[Records from a data source]
* BEGIN *

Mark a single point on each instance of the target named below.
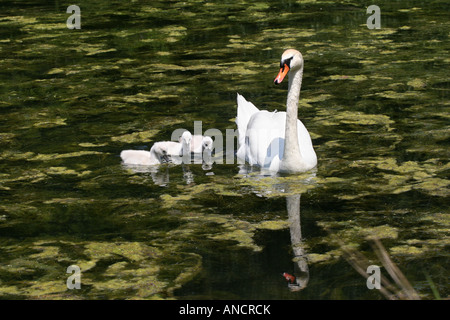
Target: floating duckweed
(350, 117)
(345, 77)
(54, 156)
(66, 171)
(273, 225)
(136, 137)
(417, 84)
(380, 232)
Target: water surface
(374, 101)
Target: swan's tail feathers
(245, 110)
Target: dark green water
(376, 103)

* END *

*EXERCISE GOAL*.
Write out all of the lines above verbatim, leaving out the pictures.

*SOLUTION FOR THIS EXERCISE*.
Mark a single point on each instance of the target named below.
Target: floating duckweed
(350, 117)
(345, 77)
(54, 156)
(66, 171)
(273, 225)
(136, 137)
(417, 84)
(380, 232)
Target: water surface
(374, 101)
Target: swan's tail feathers
(245, 110)
Target: dark green water
(376, 103)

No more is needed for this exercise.